Stored data:
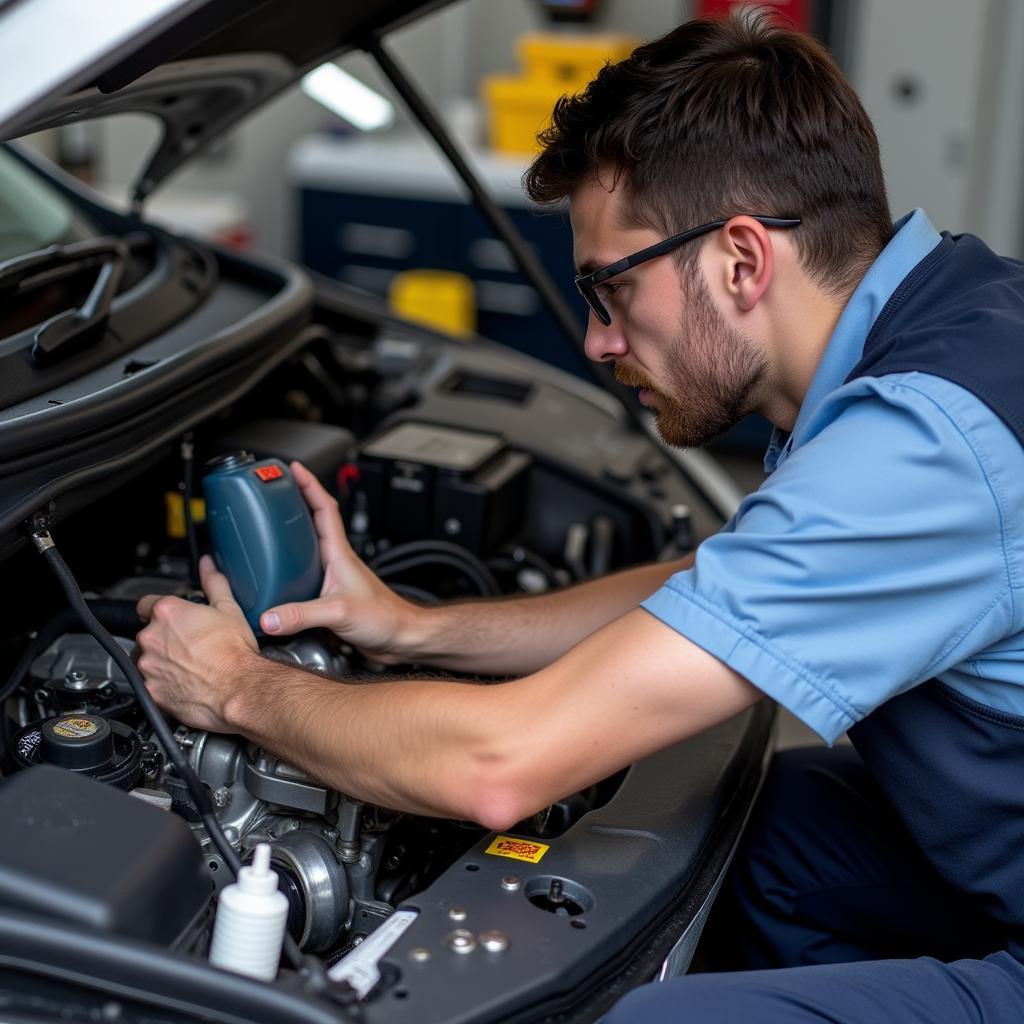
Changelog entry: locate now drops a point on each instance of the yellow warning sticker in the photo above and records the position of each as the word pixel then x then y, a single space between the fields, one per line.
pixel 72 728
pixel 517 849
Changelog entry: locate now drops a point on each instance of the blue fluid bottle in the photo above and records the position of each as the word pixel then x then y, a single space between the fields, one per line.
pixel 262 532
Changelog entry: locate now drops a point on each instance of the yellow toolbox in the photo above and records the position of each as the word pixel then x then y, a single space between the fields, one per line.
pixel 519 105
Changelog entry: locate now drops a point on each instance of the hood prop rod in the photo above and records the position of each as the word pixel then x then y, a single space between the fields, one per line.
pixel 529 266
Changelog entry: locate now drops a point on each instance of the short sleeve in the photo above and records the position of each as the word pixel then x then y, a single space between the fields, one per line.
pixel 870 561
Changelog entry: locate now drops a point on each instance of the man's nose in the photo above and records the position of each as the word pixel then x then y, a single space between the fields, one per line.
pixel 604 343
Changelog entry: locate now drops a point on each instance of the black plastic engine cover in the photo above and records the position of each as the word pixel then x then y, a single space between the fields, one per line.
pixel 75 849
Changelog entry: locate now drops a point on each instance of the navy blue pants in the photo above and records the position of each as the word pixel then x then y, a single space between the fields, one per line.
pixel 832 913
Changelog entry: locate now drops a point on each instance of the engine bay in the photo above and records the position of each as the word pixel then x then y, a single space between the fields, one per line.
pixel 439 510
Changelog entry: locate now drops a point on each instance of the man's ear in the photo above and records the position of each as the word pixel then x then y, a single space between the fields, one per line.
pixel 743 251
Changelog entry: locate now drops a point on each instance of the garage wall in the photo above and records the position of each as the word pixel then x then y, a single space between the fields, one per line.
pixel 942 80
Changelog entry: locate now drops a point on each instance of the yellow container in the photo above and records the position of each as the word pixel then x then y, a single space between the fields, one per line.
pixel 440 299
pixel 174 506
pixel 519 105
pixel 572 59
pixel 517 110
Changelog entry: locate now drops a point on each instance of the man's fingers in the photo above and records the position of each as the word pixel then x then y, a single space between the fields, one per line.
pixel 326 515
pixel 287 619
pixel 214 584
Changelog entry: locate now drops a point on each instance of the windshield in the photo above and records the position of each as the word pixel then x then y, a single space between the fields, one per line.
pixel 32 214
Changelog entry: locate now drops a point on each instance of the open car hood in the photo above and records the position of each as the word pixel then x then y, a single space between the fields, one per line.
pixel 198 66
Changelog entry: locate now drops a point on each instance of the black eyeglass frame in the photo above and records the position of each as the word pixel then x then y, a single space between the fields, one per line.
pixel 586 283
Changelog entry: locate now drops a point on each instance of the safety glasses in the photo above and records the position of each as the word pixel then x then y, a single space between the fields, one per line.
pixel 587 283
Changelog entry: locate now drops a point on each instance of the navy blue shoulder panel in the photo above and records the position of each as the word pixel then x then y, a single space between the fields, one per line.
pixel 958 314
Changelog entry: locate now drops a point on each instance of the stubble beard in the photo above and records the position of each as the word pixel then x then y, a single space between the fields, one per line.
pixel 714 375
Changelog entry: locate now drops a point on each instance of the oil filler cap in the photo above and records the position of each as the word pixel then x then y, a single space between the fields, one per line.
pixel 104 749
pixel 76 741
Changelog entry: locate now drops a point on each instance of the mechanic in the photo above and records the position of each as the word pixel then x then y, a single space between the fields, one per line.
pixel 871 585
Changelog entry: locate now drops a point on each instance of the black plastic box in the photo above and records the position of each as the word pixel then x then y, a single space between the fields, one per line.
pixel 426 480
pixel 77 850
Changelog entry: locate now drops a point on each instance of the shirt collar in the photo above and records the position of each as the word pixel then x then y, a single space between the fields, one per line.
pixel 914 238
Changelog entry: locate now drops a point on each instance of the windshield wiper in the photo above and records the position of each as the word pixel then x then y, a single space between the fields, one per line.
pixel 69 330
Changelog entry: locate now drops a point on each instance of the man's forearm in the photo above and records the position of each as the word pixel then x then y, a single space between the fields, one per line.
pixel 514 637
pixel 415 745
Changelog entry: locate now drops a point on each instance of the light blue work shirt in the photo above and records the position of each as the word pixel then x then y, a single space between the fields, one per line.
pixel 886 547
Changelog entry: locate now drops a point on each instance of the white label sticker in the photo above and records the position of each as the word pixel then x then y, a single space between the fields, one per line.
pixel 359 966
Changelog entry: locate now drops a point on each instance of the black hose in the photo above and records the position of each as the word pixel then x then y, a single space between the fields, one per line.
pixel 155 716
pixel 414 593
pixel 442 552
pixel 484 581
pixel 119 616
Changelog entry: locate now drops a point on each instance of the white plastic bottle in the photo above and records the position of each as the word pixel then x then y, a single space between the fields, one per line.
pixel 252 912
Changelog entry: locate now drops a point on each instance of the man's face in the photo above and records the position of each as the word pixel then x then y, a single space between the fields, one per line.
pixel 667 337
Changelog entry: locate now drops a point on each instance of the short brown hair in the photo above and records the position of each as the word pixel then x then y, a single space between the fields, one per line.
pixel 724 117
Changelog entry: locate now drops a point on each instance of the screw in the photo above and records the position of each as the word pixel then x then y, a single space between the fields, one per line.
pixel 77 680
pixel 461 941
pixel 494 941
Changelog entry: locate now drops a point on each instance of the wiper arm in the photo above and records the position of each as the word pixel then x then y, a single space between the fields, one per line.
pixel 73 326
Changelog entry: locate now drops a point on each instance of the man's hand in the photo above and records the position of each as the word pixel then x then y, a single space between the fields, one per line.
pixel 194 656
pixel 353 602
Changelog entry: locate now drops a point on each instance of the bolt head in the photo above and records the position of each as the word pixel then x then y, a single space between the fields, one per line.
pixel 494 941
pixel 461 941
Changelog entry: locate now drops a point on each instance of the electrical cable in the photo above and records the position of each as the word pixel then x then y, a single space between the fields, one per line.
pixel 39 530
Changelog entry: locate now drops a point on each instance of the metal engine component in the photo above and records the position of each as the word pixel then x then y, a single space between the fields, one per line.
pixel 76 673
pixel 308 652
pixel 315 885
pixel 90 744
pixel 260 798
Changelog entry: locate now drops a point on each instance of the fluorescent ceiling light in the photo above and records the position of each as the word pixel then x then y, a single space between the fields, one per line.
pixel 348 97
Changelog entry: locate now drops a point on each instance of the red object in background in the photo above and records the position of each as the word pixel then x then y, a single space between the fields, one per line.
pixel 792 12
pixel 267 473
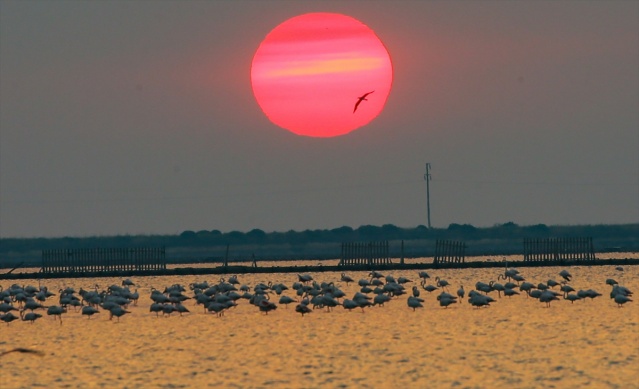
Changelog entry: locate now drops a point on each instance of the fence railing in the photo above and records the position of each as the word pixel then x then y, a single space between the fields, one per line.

● **What is being asked**
Pictures are not part of the copy. Extract exactly the lines from the line containing "of the electrical" through the final line of the entries above, both included.

● **Correct answer**
Changelog entry: locate now drops a point on each instance of the electrical cable in the photo above and records the position of each as the word pixel then x then y, a single space between the fields, one per line.
pixel 39 530
Changelog entry: locate now drops a point on each instance of the metal engine component in the photo above and records the position of each as the word pixel then x then y, a single space between the fields, one per line.
pixel 76 673
pixel 308 652
pixel 315 885
pixel 90 744
pixel 260 798
Changelog entry: locate now drops a point on each instance of the fluorescent ceiling light in the photo above and records the position of each as the word pixel then x then y, a single space between the fields, one per line.
pixel 348 97
Changelog entry: locate now drops a point on each instance of the red object in background in the photo above and records the position of each as the word pixel then x then y, a single space between the fields, one per line.
pixel 792 12
pixel 267 473
Changelog entry: locate now drops a point on each instance of the fence railing in the photo above and records the position of each as the word pixel then x then y, a single space between the fields, one per line.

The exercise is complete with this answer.